- _What this task involves_: Print exactly, and only, the lines running from the line containing "# point at: outstretched" through the end of the records below.

============================================================

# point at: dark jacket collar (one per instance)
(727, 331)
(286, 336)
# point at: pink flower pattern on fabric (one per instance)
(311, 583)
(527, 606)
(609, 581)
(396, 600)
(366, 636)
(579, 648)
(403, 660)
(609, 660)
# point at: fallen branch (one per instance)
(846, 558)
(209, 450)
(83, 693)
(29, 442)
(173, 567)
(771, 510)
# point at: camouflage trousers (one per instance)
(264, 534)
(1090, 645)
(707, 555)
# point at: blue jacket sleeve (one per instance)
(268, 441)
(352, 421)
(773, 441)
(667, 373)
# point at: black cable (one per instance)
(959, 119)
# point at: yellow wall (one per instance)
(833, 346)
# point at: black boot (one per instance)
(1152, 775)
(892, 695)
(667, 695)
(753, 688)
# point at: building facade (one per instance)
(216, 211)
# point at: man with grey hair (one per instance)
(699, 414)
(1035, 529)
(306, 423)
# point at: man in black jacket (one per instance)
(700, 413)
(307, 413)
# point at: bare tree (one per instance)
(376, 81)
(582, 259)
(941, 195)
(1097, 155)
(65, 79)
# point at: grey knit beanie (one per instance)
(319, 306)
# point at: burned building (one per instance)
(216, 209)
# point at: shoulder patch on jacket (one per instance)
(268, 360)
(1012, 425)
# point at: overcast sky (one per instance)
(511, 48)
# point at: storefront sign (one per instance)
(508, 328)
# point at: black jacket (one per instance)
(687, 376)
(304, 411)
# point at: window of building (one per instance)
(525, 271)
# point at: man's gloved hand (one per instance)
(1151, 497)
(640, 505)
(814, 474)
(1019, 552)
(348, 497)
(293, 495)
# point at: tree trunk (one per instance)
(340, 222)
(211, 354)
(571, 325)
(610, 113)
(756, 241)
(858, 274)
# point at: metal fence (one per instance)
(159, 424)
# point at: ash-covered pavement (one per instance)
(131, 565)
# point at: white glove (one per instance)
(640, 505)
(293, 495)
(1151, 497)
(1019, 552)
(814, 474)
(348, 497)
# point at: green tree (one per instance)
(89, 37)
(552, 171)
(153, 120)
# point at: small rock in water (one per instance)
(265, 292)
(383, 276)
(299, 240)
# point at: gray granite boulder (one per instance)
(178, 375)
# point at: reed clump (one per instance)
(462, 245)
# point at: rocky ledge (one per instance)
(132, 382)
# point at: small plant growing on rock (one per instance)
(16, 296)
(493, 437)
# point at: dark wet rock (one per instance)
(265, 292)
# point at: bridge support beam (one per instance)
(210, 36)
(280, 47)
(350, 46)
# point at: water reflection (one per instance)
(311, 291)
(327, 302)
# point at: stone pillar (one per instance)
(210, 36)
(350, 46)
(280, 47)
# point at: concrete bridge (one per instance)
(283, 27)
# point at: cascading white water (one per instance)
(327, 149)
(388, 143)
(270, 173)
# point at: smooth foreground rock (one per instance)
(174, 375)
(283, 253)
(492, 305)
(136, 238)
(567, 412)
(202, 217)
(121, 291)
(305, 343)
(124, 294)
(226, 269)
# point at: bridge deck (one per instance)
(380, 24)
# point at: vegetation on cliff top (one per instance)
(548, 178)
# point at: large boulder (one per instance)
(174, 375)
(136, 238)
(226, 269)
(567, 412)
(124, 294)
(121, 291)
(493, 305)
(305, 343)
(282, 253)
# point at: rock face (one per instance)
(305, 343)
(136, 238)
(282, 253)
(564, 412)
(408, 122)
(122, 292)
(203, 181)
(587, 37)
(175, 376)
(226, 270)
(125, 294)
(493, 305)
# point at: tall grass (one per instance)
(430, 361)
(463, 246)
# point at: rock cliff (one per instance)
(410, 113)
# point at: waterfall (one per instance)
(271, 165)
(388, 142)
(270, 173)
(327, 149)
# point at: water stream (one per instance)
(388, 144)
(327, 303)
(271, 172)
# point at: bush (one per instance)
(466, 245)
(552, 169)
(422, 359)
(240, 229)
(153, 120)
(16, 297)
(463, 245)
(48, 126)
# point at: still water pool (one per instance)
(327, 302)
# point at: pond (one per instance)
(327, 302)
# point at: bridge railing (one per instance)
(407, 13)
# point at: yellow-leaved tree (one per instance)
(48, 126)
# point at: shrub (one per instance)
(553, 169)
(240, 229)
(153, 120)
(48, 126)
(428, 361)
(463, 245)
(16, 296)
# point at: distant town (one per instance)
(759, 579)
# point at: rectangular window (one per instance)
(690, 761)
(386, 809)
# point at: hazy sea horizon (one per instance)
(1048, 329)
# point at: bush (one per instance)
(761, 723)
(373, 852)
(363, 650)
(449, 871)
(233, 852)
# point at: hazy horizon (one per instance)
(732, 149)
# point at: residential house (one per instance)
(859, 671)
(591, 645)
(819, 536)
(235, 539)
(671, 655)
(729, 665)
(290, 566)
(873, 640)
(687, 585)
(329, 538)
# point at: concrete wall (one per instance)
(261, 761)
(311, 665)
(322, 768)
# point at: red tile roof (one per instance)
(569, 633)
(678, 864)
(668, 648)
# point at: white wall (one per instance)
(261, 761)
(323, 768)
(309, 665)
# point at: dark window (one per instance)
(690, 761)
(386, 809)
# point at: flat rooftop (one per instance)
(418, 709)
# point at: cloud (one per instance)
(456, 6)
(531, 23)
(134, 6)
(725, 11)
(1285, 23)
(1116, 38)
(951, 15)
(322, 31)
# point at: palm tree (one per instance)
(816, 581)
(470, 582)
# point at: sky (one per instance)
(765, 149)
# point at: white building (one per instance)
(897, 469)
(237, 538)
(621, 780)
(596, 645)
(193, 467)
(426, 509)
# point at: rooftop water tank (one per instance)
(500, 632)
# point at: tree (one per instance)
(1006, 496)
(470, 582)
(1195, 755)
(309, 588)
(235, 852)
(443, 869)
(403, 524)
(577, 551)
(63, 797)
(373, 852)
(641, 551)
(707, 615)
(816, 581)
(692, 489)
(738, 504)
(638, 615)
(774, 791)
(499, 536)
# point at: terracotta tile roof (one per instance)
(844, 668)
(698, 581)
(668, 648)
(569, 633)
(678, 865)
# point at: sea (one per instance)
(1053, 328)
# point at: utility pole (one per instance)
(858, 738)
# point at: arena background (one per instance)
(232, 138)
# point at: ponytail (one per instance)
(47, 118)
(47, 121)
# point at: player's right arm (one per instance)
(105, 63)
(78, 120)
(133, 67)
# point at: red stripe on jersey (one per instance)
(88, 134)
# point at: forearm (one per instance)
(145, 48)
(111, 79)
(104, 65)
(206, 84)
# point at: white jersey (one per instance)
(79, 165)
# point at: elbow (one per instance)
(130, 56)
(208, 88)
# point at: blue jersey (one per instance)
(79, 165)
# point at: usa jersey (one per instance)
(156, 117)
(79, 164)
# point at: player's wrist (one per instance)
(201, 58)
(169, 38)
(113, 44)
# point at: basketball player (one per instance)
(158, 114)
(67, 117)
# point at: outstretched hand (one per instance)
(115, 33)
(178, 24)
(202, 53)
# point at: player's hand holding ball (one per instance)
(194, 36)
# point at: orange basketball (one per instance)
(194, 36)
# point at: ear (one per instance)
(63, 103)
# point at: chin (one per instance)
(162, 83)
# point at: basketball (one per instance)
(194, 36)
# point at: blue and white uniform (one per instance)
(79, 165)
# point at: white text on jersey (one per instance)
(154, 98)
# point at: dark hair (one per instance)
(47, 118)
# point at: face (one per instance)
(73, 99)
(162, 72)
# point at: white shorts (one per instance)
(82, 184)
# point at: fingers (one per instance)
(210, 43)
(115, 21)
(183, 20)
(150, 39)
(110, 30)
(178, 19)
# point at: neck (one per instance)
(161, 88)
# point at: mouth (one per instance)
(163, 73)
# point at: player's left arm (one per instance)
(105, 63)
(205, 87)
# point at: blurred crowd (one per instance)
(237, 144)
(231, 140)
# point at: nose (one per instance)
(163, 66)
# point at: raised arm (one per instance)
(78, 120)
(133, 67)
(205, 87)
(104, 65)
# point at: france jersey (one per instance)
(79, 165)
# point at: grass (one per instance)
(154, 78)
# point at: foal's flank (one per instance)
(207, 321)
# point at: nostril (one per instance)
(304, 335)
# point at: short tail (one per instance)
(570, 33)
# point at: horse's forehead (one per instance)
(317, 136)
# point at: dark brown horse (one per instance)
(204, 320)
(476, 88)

============================================================

- _Answer for the task_:
# point at: outstretched hand (one per instance)
(115, 33)
(178, 24)
(202, 53)
# point at: player's hand holding ball (one per instance)
(194, 36)
# point at: orange basketball (one per instance)
(194, 36)
# point at: ear (one per instance)
(63, 103)
# point at: chin (one per instance)
(162, 83)
# point at: basketball (one per instance)
(194, 36)
# point at: blue and white uniform (one per instance)
(79, 165)
# point at: white text on jersey (one per instance)
(154, 98)
# point at: dark hair (one per instance)
(47, 118)
# point at: face (one per instance)
(73, 99)
(162, 72)
# point at: white shorts (one per instance)
(82, 184)
# point at: fingers (one per instance)
(210, 43)
(115, 21)
(183, 20)
(150, 39)
(110, 30)
(178, 19)
# point at: neck (one per instance)
(161, 88)
# point at: mouth (one per instance)
(163, 73)
# point at: player's left arm (one per instance)
(105, 63)
(205, 87)
# point at: blurred crowd (one per instance)
(237, 144)
(231, 140)
# point at: nose (one per instance)
(163, 66)
# point at: raised arm (one per instance)
(78, 120)
(133, 67)
(205, 87)
(104, 65)
# point at: france jersey (one per instance)
(79, 165)
# point at: grass (one per instance)
(154, 78)
# point at: foal's flank (one per instance)
(207, 321)
# point at: nostril (one per instance)
(304, 335)
# point at: short tail (one per instance)
(570, 33)
# point at: horse's forehead (one per instance)
(317, 136)
# point at: dark brown horse (one per instance)
(204, 320)
(476, 88)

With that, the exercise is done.